## Work order
The required output is a verbatim transcription of the listing, pictures excluded.
==================================================
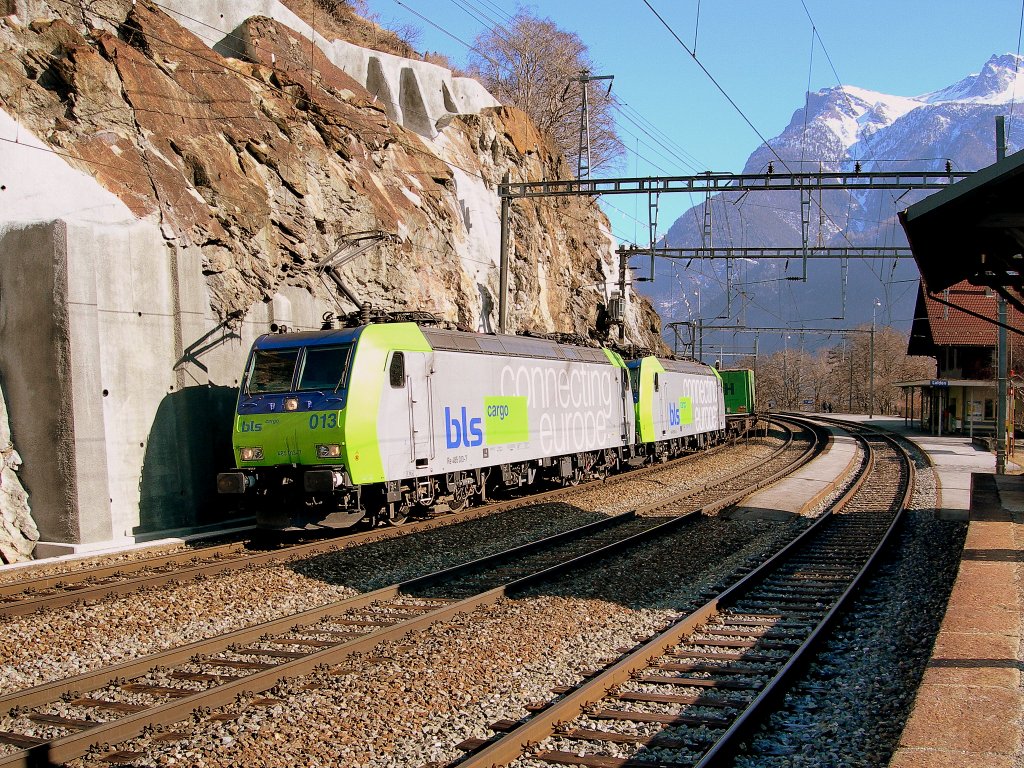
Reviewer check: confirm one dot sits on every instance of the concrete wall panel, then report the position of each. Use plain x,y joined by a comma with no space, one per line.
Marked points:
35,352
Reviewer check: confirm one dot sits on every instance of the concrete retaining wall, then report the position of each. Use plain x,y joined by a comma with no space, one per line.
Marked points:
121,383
==================================================
## Task result
Reviewer check: confirm one dot sits on every instance of the concrete wall panel, then report the position of each. Use plain x,y joined by a comma with no space, one per line.
Marked points:
35,352
Reviewer check: confirm one dot sits on every instance of the concrete retaining wall, then report the position of each. Use plain x,y joined by a comma with no space, one per line.
Marked points:
121,383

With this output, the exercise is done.